» PASSAGE GIVEN:
'''
Teddy Goff shows photo of him and President at laptops. Reddit.com appearance by Obama earned 5.2 million readers on day of chat. It was most trafficked event in Reddit history. 30,000 people registered to vote that day when Obama put link in his post. The mere fact he was on the site showed he understood 18- 30-year olds and Internet, Goff says.
The emotional side of content. Shows photo of President in his chair, saying “This seat’s taken.” In response to Clint Eastwood’s empty-chair riff. The tweet was retweeted 55,000 times. It was most retweeted of campaign to that point. It was native to the Internet. A statement by campaign manager would not have had same impact.
This is digital-native content. Speaks the vernacular of the Internet. Designed to inform and inspire, and to inspire sharing.
Teddy Goff’s Team Digital message. The most important thing was not to be lame. “That’s not as easy as it seems, because politics IS lame.” Great rule “Don’t be lame.” How do you get 1.4 million people to read a blog post about tax policy? They created a mock site for Romney tax plan. When you clicked on details it moved around, you couldn’t find them. After a while it clicked to details of the tax policy issue.
Teddy Goff: 99 percent of those on Obama email list voted for him. The question in 2012: How are we going to give people the kind of experience they can’t get anywhere else, so they will do the work for us. The relationship is the most important thing. If we honored them with content, they could win the election for them.
What HAS changed. Funny photo of Mitt Romney using his iPad. Obama has 34 million Facebook fans. They are friends with 98 percent of US Facebook population. More than the number of people who vote. They could reach almost everyone in U.S. more powerfully than direct contact from campaign.
Teddy Goff on what had not changed since 2008. Raise money, identify voters, turn them out to vote. People have not changed. They have more gadgets, their lives move faster. But they are still driven by wanting to be inspired, to be engaged, to be heard, to be respected.
Teddy Goff, digital director for Obama campaign has taken the stage. Neil Goff, his father, will do a panel tomorrow. He begins by talking about 2008 campaign. Facebook was an eighth of the size it is today. Twitter was around but not much impact. iPhone was invented during that campaign.
Excellent Panel! I am impressed to see how subtle and innovative these publishers are. They are navigating this digital world pretty well, thank you.
Gary Gentel: We are learning a lot about price elasticity. We have discovered that we have to make sure we are lowering prices for the sake of lowering prices. There has to be a strategy. “I have no idea what 2013 is going to bring in terms of pricing.” We need to be at forefront of it.
'''
» RECORDS SUPPLIED:
'''
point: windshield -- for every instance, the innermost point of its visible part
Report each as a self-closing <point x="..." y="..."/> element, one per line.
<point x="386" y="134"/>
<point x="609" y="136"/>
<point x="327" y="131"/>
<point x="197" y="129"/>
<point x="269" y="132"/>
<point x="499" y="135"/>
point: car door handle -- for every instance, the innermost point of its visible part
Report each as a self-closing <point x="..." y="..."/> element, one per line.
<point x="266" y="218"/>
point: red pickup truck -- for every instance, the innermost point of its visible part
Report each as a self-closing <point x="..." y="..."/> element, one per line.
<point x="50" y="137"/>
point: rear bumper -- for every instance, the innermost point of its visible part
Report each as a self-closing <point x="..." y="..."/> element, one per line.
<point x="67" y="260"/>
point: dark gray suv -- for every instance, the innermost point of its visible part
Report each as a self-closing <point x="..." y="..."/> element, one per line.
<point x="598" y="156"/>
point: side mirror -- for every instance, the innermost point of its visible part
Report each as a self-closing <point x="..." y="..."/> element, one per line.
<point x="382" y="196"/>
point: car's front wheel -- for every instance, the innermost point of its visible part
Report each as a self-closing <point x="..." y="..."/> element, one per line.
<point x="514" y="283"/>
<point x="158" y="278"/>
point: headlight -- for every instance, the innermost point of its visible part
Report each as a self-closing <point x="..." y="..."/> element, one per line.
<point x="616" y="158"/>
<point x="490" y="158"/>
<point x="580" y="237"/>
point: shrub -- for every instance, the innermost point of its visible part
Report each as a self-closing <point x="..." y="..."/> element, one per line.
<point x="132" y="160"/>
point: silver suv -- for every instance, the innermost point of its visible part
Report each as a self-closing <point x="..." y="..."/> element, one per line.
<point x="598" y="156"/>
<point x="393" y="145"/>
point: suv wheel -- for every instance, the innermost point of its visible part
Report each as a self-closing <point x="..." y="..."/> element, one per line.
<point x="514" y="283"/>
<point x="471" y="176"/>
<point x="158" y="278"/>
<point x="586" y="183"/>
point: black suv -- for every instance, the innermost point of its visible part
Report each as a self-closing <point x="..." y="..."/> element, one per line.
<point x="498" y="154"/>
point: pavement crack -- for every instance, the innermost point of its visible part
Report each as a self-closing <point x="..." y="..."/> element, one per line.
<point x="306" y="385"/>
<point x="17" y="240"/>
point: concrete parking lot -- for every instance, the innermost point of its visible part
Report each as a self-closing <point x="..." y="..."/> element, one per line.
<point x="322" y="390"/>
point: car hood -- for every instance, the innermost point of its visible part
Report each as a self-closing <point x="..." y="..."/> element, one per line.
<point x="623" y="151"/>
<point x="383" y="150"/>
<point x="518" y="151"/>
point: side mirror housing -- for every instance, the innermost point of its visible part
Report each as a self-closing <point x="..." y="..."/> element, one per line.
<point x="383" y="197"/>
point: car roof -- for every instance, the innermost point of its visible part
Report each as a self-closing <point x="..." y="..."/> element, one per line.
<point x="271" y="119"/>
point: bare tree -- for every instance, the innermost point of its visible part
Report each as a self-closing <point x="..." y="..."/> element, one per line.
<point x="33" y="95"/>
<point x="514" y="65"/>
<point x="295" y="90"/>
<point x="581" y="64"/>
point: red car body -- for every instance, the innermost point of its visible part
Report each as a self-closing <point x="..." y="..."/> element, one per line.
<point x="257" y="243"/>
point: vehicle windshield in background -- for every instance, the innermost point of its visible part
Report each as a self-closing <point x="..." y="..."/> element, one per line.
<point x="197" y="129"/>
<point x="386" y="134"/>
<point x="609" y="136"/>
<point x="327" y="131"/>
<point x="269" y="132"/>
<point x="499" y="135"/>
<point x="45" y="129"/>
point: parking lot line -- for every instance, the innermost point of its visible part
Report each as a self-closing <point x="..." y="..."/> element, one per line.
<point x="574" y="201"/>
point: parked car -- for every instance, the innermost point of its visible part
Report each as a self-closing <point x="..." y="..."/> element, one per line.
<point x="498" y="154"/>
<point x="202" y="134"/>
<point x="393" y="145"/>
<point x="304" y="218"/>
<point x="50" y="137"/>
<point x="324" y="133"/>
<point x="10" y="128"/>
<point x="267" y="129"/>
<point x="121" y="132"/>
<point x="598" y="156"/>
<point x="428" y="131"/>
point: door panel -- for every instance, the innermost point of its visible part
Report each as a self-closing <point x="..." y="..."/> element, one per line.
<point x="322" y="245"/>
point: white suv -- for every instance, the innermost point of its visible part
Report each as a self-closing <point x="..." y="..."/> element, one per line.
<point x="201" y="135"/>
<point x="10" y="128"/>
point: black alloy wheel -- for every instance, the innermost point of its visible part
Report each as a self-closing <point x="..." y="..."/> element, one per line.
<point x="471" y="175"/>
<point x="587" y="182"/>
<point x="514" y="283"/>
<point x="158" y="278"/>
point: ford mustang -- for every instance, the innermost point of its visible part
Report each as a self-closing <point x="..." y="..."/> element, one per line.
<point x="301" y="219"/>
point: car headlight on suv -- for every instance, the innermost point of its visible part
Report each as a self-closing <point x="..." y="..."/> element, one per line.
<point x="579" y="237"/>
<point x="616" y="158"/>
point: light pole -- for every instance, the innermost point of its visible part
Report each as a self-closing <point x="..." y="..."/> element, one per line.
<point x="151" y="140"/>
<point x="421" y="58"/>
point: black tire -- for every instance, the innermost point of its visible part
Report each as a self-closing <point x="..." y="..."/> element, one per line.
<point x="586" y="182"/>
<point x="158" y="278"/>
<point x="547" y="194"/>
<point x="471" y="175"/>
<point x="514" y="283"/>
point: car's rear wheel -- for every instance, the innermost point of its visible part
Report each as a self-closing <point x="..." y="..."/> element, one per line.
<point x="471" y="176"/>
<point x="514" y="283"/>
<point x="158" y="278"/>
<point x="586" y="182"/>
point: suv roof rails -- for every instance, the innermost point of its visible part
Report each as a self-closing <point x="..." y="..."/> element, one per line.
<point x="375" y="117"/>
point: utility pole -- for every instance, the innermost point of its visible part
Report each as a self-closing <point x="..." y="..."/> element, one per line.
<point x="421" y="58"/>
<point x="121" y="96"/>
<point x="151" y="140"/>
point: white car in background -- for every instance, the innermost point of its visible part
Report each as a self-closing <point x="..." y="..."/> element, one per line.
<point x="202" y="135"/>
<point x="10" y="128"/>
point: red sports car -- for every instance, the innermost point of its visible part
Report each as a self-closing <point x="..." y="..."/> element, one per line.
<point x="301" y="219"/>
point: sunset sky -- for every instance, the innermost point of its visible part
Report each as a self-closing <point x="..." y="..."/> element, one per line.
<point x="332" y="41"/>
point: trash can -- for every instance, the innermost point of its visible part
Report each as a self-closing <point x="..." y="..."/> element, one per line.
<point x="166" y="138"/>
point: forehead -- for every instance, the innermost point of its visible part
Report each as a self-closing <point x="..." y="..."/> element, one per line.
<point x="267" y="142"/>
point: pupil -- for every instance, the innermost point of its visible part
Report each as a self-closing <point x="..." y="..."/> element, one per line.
'''
» WRITTEN TASKS:
1. In the conference notes, how many times was the "This seat's taken" tweet retweeted?
2. Repeat the conference notes word for word, starting at "Teddy Goff’s Team" and ending at "tax policy issue.".

» ANSWERS PER TASK:
1. 55,000 times.

2.
Teddy Goff’s Team Digital message. The most important thing was not to be lame. “That’s not as easy as it seems, because politics IS lame.” Great rule “Don’t be lame.” How do you get 1.4 million people to read a blog post about tax policy? They created a mock site for Romney tax plan. When you clicked on details it moved around, you couldn’t find them. After a while it clicked to details of the tax policy issue.